Task brief
The data below is to be retyped exactly, line by line.

(Items from a dataset)
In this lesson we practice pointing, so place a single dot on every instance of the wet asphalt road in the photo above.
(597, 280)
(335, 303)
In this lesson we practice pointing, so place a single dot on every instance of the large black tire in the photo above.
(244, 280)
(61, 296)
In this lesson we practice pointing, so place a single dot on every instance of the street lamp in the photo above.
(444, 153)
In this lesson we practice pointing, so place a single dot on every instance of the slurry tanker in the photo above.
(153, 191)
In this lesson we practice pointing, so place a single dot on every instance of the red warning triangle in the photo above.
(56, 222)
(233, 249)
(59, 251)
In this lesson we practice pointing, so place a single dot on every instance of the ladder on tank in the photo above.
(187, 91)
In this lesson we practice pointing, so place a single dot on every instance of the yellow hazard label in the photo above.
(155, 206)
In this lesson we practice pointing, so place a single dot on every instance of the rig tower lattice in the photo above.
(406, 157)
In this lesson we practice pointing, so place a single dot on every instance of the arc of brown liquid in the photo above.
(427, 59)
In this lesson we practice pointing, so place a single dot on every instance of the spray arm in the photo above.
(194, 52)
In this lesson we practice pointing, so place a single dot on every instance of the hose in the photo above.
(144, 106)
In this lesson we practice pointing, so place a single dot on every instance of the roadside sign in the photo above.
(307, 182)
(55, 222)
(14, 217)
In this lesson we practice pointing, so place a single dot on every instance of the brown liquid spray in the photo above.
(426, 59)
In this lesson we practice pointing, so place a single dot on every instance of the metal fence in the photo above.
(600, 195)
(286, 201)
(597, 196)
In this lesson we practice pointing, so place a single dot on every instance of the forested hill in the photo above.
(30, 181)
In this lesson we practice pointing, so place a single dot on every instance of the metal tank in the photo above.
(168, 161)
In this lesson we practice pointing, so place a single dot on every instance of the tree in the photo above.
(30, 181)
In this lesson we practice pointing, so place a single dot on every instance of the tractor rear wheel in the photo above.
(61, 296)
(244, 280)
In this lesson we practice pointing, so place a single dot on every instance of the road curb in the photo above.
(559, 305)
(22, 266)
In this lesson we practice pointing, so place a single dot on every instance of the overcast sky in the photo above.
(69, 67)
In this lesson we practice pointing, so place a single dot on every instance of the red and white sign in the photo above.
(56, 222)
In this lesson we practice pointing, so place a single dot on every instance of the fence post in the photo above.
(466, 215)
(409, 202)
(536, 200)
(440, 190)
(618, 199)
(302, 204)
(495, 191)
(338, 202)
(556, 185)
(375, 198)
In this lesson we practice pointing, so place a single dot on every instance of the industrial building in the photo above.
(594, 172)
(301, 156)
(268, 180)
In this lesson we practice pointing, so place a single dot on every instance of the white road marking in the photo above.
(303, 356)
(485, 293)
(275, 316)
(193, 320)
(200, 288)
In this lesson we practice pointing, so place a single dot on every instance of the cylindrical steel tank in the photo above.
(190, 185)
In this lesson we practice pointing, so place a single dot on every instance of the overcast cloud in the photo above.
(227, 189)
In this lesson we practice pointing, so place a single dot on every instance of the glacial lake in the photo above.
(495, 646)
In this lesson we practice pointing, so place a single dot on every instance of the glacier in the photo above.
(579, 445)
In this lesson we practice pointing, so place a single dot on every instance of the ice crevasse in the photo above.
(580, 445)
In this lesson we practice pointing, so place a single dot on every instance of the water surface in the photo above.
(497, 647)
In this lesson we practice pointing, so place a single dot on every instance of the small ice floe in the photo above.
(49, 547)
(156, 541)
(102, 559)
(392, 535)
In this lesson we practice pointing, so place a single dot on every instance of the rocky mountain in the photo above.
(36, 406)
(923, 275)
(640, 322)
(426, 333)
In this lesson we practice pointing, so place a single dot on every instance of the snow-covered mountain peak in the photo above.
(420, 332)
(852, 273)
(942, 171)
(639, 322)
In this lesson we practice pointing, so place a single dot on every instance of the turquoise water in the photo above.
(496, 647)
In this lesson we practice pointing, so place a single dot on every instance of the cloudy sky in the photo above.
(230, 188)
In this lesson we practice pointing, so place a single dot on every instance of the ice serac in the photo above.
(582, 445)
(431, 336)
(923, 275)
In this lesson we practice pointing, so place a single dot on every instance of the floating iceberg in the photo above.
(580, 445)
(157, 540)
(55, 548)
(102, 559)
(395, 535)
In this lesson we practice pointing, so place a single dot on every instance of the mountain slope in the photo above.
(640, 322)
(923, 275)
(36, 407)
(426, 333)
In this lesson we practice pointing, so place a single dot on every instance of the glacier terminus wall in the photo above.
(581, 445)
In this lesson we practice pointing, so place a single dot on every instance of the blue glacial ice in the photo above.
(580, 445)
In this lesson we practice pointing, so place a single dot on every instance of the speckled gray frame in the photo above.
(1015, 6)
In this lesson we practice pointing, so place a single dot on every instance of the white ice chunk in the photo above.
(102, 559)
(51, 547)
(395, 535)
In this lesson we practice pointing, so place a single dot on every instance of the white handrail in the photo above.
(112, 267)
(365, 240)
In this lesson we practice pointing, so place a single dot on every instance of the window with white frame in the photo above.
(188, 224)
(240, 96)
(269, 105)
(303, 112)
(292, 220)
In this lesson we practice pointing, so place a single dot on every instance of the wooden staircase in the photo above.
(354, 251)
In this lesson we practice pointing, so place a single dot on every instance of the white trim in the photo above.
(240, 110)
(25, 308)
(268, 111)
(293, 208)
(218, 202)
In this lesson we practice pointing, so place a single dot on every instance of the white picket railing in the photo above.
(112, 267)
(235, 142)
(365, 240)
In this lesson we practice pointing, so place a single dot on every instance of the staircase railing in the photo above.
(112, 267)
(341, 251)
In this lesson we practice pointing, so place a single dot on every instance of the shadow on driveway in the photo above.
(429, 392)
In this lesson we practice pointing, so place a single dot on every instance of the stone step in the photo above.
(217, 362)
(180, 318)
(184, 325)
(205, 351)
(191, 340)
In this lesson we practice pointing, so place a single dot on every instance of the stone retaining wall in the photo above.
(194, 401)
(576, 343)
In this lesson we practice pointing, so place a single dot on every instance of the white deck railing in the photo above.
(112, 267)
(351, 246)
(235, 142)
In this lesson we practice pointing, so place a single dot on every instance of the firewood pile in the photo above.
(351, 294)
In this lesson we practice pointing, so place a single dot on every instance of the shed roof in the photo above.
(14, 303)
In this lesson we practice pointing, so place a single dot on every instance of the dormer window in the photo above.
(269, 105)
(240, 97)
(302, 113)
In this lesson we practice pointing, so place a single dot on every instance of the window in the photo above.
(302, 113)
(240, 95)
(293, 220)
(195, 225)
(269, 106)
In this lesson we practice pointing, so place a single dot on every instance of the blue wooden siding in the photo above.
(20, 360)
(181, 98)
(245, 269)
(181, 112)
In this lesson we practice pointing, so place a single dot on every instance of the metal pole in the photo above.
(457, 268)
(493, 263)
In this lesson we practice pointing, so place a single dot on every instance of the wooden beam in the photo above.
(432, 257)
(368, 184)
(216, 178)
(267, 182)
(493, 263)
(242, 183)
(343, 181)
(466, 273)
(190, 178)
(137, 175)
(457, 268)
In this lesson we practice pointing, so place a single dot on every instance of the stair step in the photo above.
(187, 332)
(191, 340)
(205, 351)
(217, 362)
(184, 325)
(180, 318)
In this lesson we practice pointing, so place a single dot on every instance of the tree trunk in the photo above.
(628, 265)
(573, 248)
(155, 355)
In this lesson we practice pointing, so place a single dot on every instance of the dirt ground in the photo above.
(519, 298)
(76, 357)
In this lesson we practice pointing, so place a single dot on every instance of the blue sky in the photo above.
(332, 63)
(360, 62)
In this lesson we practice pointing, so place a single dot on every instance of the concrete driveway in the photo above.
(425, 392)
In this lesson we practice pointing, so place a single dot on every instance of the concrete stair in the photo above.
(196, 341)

Task answer
In this lesson we practice pointing, so place a single dot on every instance of the wet asphalt road in the photo above.
(597, 280)
(335, 303)
In this lesson we practice pointing, so place a single dot on every instance of the large black tire in the photo above.
(244, 280)
(61, 296)
In this lesson we practice pointing, so place a single dot on every instance of the street lamp in the photo above.
(444, 153)
In this lesson we practice pointing, so place a single dot on every instance of the slurry tanker in the photo above.
(153, 191)
In this lesson we practice pointing, so place a single dot on every instance of the red warning triangle in the photo above.
(56, 222)
(233, 249)
(59, 251)
In this lesson we practice pointing, so place a single dot on every instance of the ladder on tank in the photo above.
(187, 91)
In this lesson we practice pointing, so place a single dot on every instance of the yellow hazard label in the photo above.
(155, 206)
In this lesson we practice pointing, so place a single dot on every instance of the rig tower lattice in the photo above.
(406, 157)
In this lesson we practice pointing, so place a single dot on every instance of the arc of brown liquid in the photo above.
(427, 59)
In this lesson we practice pointing, so place a single dot on every instance of the spray arm in the photo above.
(194, 52)
In this lesson we practice pointing, so place a single dot on every instance of the hose in the photo above.
(144, 106)
In this lesson we practice pointing, so place a single dot on every instance of the roadside sign in the photo above.
(307, 182)
(55, 222)
(14, 217)
In this lesson we practice pointing, so place a single dot on every instance of the brown liquid spray in the photo above.
(426, 59)
In this lesson we practice pointing, so place a single dot on every instance of the metal fence in the photo above.
(600, 195)
(286, 201)
(597, 196)
In this lesson we practice pointing, so place a single dot on every instance of the forested hill in the photo above.
(30, 181)
In this lesson we practice pointing, so place a single dot on every instance of the metal tank in the photo above.
(168, 161)
In this lesson we practice pointing, so place a single dot on every instance of the tree in the photo above.
(30, 181)
In this lesson we practice pointing, so place a single dot on every instance of the tractor rear wheel in the photo above.
(61, 296)
(244, 280)
In this lesson we practice pointing, so place a single dot on every instance of the road curb in the photo above.
(559, 305)
(22, 266)
In this lesson we practice pointing, so place a single dot on every instance of the overcast sky in the photo above.
(69, 67)
In this lesson we practice pointing, so place a single dot on every instance of the red and white sign in the photo above.
(56, 222)
In this lesson we practice pointing, so place a single dot on every instance of the fence post in the photo above.
(466, 215)
(409, 202)
(536, 200)
(440, 190)
(618, 199)
(302, 204)
(495, 191)
(338, 202)
(556, 185)
(375, 198)
In this lesson we practice pointing, so place a single dot on every instance of the industrial building in the photo above.
(594, 172)
(301, 156)
(268, 180)
In this lesson we practice pointing, so place a single dot on every instance of the white road marking in the photo above.
(303, 356)
(485, 293)
(275, 316)
(193, 320)
(200, 288)
In this lesson we practice pointing, so place a single dot on every instance of the cylindrical steel tank in the photo above.
(190, 185)
In this lesson we practice pointing, so place a single dot on every instance of the overcast cloud in the photo above.
(227, 189)
In this lesson we practice pointing, so place a single dot on every instance of the glacial lake in the photo above.
(495, 646)
In this lesson we practice pointing, so place a single dot on every instance of the glacier in the photo above.
(579, 445)
In this lesson we practice pointing, so place a single dot on every instance of the ice crevasse in the photo above.
(580, 445)
In this lesson we practice pointing, so place a single dot on every instance of the water surface in the photo above.
(497, 647)
In this lesson we practice pointing, so place a single dot on every instance of the small ice floe in the photo above.
(49, 547)
(156, 541)
(102, 559)
(392, 535)
In this lesson we practice pointing, so place a single dot on every instance of the rocky mountain in the photo above.
(36, 406)
(923, 275)
(640, 322)
(426, 333)
In this lesson we practice pointing, so place a single dot on every instance of the snow-covered mountain peak in the photo above.
(420, 332)
(852, 273)
(942, 171)
(639, 322)
In this lesson we practice pointing, so place a single dot on every instance of the turquoise water in the photo above.
(496, 647)
In this lesson we practice pointing, so place a single dot on every instance of the cloudy sky in the photo above.
(230, 188)
In this lesson we practice pointing, so place a single dot on every instance of the ice serac in the photo above.
(582, 445)
(431, 336)
(923, 275)
In this lesson we practice pointing, so place a single dot on every instance of the floating iceberg in the photo above.
(580, 445)
(157, 540)
(55, 548)
(102, 559)
(395, 535)
In this lesson we practice pointing, so place a single dot on every instance of the mountain slope in the photo above.
(640, 322)
(923, 275)
(36, 407)
(426, 333)
In this lesson we practice pointing, so place a single dot on every instance of the glacier terminus wall in the photo above.
(581, 445)
In this lesson we practice pointing, so place a single dot on every instance of the blue glacial ice in the photo above.
(580, 445)
In this lesson we practice pointing, so place a single dot on every instance of the speckled gray frame in the photo above.
(1015, 6)
In this lesson we practice pointing, so place a single dot on every instance of the white ice chunk in the photo above.
(102, 559)
(51, 547)
(395, 535)
In this lesson we practice pointing, so place a single dot on every instance of the white handrail in the photo above.
(112, 267)
(365, 240)
In this lesson we practice pointing, so place a single dot on every instance of the window with white frame in the photo above.
(188, 224)
(240, 96)
(269, 105)
(303, 112)
(292, 220)
In this lesson we practice pointing, so place a single dot on every instance of the wooden staircase in the photo above.
(354, 251)
In this lesson we practice pointing, so place a single dot on every instance of the white trim in the photo above.
(240, 110)
(25, 308)
(268, 111)
(293, 208)
(218, 202)
In this lesson we practice pointing, so place a single dot on every instance of the white picket railing in the photo above.
(112, 267)
(235, 142)
(365, 240)
In this lesson we practice pointing, so place a single dot on every instance of the staircase railing in the photo above.
(112, 267)
(341, 251)
In this lesson we practice pointing, so place a single dot on every instance of the shadow on driveway in the photo above.
(429, 392)
In this lesson we practice pointing, so place a single dot on every instance of the stone step in the photo above.
(217, 362)
(180, 318)
(184, 325)
(205, 351)
(191, 340)
In this lesson we practice pointing, so place a single dot on every instance of the stone retaining wall in the photo above.
(194, 401)
(576, 343)
In this lesson we practice pointing, so place a single dot on every instance of the white deck railing in the photo above.
(112, 267)
(351, 246)
(235, 142)
In this lesson we practice pointing, so place a single dot on every instance of the firewood pile in the photo above.
(351, 294)
In this lesson we practice pointing, so place a single dot on every instance of the shed roof in the photo above.
(14, 303)
In this lesson we practice pointing, so place a single dot on every instance of the dormer window in the photo above.
(269, 105)
(240, 97)
(302, 113)
In this lesson we practice pointing, so place a single dot on every instance of the window in the photo above.
(302, 113)
(240, 95)
(293, 220)
(195, 225)
(269, 106)
In this lesson we practice pointing, so place a single dot on every instance of the blue wooden siding in the photo above.
(20, 360)
(181, 98)
(245, 269)
(181, 112)
In this lesson we practice pointing, so place a single dot on every instance of the metal pole in the photo above.
(457, 268)
(493, 263)
In this lesson we practice pointing, so place a single dot on every instance of the wooden beam in the photo above.
(432, 257)
(368, 184)
(216, 178)
(267, 182)
(493, 263)
(242, 183)
(343, 181)
(466, 273)
(190, 178)
(137, 175)
(457, 268)
In this lesson we practice pointing, so place a single dot on every instance of the stair step in the photo above.
(187, 332)
(191, 340)
(205, 351)
(217, 362)
(184, 325)
(180, 318)
In this lesson we practice pointing, so place a single dot on every instance of the tree trunk in the photo above.
(628, 265)
(573, 248)
(155, 355)
In this lesson we practice pointing, so place a single dot on every instance of the dirt ground in the photo above.
(519, 298)
(76, 357)
In this lesson we practice pointing, so place a single dot on every instance of the blue sky in the photo above.
(332, 63)
(360, 62)
In this lesson we practice pointing, so place a single dot on every instance of the concrete driveway in the photo above.
(425, 392)
In this lesson we practice pointing, so place a single dot on every instance of the concrete stair in the photo above.
(196, 341)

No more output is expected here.